*** Opening Excerpt ***

At Excel Public Charter School, we place a strong focus on integrating computational thinking within our curriculum across all disciplines. To us, computational thinking means solving hard problems of all kinds using ideas from computer science. These include algorithmic thinking, decomposition, pattern recognition and abstraction, as well as confidence in the face of ambiguity and tenacity to persist through challenges requiring iteration and experimentation.
Our computational thinking curriculum is freely provided here for you to incorporate within your own classrooms. You’ll find lessons divided into disciplines along the top of this and every other page. With these lessons and projects, we hope you will encourage your students to grow and flourish as computational thinkers, ready to face the real-world challenges of their generation!
New lessons are added to the site regularly – here are some of our favorites! For more, check the subject menus at the top of the page.
Basketball Motion Analysis
Students use decomposition to break down a specific LeBron James play from the 2015 NBA Finals. Students practice drawing and interpreting speed graphs, as well as discuss whether computers and data can replace human basketball coaches.

*** Closing Excerpt ***

* [Apply what you read]:
**1.** Reproduce the passage on computational thinking at Excel Public Charter School, starting with "At Excel Public" and going on through "of their generation!".
**2.** According to the passage on computational thinking at Excel Public Charter School, which NBA Finals does the LeBron James play in the basketball lesson come from?
**3.** In the passage on computational thinking at Excel Public Charter School, the sentence beginning "These include" names several ideas before the words "as well as". List them.

*** Opening Extracted information ***

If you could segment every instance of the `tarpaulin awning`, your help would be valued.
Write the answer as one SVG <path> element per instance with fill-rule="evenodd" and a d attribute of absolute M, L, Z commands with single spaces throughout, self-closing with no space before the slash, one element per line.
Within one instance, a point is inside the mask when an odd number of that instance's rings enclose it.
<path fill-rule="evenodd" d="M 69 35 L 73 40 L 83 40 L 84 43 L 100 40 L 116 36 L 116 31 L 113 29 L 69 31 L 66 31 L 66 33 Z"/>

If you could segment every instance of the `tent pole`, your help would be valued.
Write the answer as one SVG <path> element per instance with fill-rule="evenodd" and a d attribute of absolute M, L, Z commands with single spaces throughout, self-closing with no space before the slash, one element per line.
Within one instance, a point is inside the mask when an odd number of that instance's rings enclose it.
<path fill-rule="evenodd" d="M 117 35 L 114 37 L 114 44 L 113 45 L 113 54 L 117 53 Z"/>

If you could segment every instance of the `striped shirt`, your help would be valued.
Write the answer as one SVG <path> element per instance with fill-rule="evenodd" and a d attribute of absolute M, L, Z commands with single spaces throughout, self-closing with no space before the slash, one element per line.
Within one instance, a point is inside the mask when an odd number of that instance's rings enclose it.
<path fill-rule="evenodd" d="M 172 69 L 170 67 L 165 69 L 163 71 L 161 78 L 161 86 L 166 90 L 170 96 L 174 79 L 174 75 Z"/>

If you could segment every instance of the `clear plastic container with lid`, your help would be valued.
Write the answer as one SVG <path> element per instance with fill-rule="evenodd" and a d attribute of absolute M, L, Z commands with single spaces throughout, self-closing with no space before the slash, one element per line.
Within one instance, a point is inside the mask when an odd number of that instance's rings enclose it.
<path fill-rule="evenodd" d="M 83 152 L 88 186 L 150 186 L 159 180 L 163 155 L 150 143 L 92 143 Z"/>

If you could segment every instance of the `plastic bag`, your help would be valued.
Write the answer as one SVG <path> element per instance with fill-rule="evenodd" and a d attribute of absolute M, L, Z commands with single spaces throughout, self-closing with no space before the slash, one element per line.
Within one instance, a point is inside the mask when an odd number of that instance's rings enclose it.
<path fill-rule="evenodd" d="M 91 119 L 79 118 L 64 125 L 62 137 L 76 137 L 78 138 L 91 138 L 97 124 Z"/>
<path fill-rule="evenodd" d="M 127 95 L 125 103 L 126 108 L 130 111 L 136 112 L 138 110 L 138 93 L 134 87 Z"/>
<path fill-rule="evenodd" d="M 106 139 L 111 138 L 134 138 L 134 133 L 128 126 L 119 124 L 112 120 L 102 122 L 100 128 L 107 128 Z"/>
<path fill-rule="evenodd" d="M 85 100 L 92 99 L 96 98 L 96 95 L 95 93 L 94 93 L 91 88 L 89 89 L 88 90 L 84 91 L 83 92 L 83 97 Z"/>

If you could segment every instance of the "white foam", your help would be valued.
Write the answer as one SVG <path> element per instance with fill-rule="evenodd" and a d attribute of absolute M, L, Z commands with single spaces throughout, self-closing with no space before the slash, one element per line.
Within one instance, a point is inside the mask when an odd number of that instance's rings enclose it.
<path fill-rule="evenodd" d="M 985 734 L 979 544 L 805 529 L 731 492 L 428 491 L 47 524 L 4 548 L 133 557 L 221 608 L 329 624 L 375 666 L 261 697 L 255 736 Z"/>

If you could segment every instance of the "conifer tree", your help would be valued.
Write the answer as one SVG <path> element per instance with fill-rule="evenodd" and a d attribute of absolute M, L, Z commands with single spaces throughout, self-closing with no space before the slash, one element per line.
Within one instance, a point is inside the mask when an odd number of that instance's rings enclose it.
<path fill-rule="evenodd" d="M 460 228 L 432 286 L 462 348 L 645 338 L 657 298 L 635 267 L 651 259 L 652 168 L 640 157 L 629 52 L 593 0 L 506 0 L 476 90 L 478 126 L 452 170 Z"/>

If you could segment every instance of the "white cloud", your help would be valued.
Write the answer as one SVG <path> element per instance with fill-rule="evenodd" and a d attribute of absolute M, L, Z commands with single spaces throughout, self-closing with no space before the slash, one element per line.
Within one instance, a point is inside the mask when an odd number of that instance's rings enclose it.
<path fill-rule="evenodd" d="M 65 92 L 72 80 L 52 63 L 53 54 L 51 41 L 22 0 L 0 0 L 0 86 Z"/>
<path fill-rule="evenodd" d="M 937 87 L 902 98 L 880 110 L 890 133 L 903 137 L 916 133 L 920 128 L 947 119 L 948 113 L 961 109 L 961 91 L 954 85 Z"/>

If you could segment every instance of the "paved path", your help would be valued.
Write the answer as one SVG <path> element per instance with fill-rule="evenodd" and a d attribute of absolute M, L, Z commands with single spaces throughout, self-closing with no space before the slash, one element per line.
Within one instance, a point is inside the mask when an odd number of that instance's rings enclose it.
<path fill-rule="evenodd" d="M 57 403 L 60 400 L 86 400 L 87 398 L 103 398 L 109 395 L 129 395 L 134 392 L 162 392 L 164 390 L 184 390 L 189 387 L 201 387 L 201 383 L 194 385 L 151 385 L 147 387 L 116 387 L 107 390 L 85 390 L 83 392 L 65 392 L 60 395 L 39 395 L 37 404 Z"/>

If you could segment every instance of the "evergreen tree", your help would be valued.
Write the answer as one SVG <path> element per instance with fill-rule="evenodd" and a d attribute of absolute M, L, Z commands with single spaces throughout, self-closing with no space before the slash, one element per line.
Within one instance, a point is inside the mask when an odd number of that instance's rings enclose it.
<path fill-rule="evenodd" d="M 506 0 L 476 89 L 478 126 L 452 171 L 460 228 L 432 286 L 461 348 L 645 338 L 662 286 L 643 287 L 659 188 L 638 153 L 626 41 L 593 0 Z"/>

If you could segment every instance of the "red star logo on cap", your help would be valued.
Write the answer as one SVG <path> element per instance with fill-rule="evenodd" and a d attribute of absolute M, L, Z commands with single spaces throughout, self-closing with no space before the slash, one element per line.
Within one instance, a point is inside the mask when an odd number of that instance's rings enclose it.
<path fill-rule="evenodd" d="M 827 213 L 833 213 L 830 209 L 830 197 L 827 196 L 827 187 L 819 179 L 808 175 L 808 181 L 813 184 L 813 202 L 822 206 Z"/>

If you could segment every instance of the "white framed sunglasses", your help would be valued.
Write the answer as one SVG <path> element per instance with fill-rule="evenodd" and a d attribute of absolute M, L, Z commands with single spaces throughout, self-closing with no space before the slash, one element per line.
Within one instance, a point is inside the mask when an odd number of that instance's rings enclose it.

*** Closing Extracted information ***

* [Per-task answers]:
**1.**
At Excel Public Charter School, we place a strong focus on integrating computational thinking within our curriculum across all disciplines. To us, computational thinking means solving hard problems of all kinds using ideas from computer science. These include algorithmic thinking, decomposition, pattern recognition and abstraction, as well as confidence in the face of ambiguity and tenacity to persist through challenges requiring iteration and experimentation.
Our computational thinking curriculum is freely provided here for you to incorporate within your own classrooms. You’ll find lessons divided into disciplines along the top of this and every other page. With these lessons and projects, we hope you will encourage your students to grow and flourish as computational thinkers, ready to face the real-world challenges of their generation!

**2.** The 2015 NBA Finals.

**3.** Algorithmic thinking, decomposition, pattern recognition, abstraction